TASK GOAL: Here is a listing. Write it all out again exactly, but not its pictures.

GIVEN DATA Start Marker

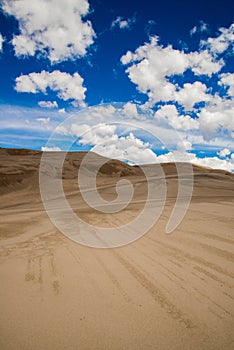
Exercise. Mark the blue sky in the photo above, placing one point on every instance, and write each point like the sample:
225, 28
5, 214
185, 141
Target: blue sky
170, 64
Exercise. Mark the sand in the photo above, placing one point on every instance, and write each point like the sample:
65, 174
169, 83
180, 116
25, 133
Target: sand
160, 292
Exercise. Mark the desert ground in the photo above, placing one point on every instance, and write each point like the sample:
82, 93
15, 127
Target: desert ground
160, 292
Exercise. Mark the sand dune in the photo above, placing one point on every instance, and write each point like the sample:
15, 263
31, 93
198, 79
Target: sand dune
160, 292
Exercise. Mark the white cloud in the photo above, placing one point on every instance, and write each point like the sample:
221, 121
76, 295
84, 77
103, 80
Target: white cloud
123, 23
48, 104
55, 28
129, 148
67, 86
203, 63
50, 149
212, 162
221, 43
62, 110
216, 116
44, 121
169, 115
151, 66
130, 110
191, 94
1, 41
224, 153
92, 136
227, 79
202, 27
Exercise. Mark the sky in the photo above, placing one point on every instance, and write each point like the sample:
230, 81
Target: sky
142, 81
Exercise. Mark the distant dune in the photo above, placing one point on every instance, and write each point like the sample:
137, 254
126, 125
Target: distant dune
160, 292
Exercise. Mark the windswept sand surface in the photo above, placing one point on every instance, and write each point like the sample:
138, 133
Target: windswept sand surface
160, 292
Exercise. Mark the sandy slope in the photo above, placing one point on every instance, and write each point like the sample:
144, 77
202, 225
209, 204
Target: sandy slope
160, 292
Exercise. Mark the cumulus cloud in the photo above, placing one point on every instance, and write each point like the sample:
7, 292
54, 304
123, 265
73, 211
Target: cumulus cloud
123, 23
1, 41
224, 153
151, 66
169, 115
227, 79
127, 148
217, 116
67, 86
48, 104
130, 110
191, 94
55, 28
202, 27
51, 149
222, 42
211, 162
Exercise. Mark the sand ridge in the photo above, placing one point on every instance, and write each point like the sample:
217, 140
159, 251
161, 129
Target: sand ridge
160, 292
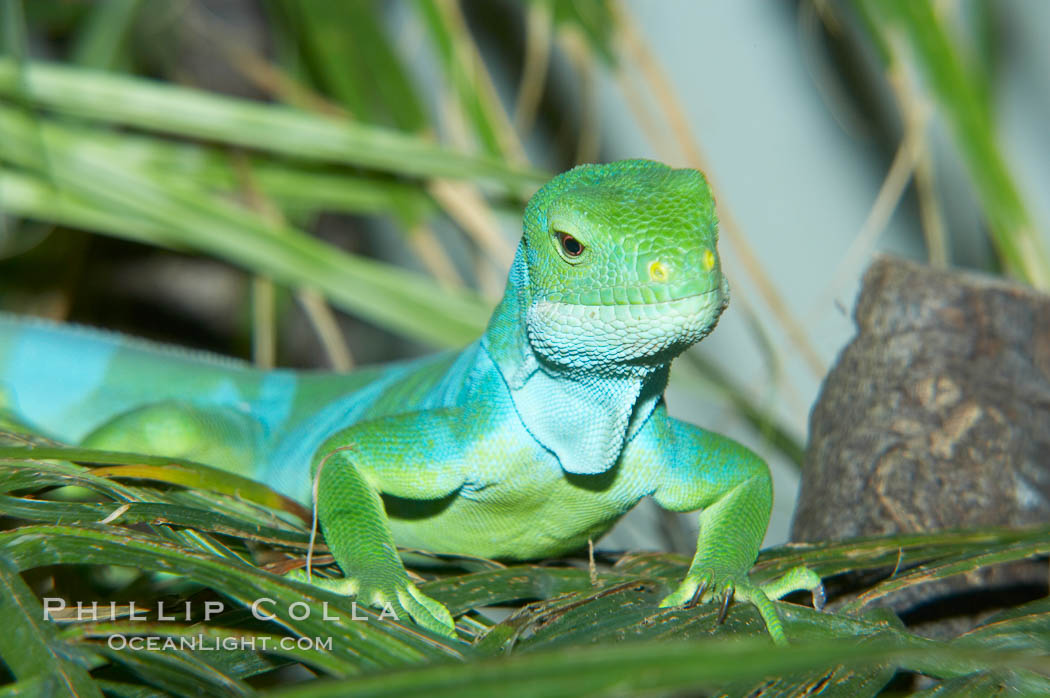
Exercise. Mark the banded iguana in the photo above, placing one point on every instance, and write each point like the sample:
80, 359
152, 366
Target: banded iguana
527, 443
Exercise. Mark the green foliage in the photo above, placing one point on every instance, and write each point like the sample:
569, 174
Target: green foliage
91, 141
572, 630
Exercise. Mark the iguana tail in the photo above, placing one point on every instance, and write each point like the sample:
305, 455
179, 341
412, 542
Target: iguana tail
67, 380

GIVEN DATA End Marker

EXERCISE SOLUTION:
Exercise. Mark the blue sky in the photo above, placing one point on every instance, and write each point like the sample:
225, 28
5, 214
185, 141
Target: blue sky
170, 64
Exercise. Mark the sand in the photo above, placing one point on every instance, and write each point like the sample:
65, 174
169, 83
180, 116
25, 133
Target: sand
160, 292
Exercise. Mark the desert ground in the photo above, placing one point on every instance, and write each point like the sample:
82, 93
15, 127
Target: desert ground
160, 292
Exercise. Mark the sand dune in the photo above, placing one point on every instance, and write each point like the sample:
15, 263
31, 93
198, 79
Target: sand dune
160, 292
Exercise. Mark the white cloud in the photo above, placing one point on every instance, and write each point like the sample:
221, 121
76, 295
84, 77
103, 80
Target: white cloud
123, 23
48, 104
55, 28
129, 148
67, 86
203, 63
50, 149
212, 162
221, 43
62, 110
216, 116
44, 121
169, 115
151, 66
130, 110
191, 94
1, 41
224, 153
92, 136
227, 79
202, 27
Exercise. Mark the sky in the photo above, placing one point on every instance, and write each point like the sample:
230, 81
Target: sky
142, 81
Exercise. Mark the distant dune in the photo above, placing one point on every instance, and write each point like the sample:
137, 254
126, 125
Target: distant dune
160, 292
Exercise. Mark the windswept sand surface in the photo above, placing one point on every instance, and write each point like the sample:
138, 133
Target: windswept sand surface
160, 292
Exercise. Mark the sandy slope in the photo above, placing one point on every instance, and write each point like the sample:
144, 77
202, 225
209, 204
Target: sandy slope
160, 292
Exercise. Mark the cumulus cloud in the photo above, placing one point on every instance, and write each point like the sample:
7, 292
54, 304
123, 265
73, 211
Target: cumulus cloud
123, 23
1, 41
224, 153
151, 66
169, 115
227, 79
127, 148
217, 116
67, 86
48, 104
130, 110
191, 94
55, 28
202, 27
51, 149
222, 42
211, 162
Exercise. Mark the sand ridge in the photo above, placing one point on every instance, and write each point like the sample:
217, 140
159, 251
161, 129
Target: sand ridge
160, 292
Exercise. Mark the banded iguana in the photo above, placing one point on every instance, and write each point like the sample:
80, 359
152, 366
Target: banded iguana
527, 443
Exercise. Mark the green foliage in the photo above, placing one point on every instance, and write each point like the sample:
569, 174
Target: green foliage
91, 141
572, 630
Exercise. Mark the iguana tail in the photo above, placing one point on every instance, and write each point like the sample:
305, 455
179, 341
412, 542
Target: iguana tail
67, 380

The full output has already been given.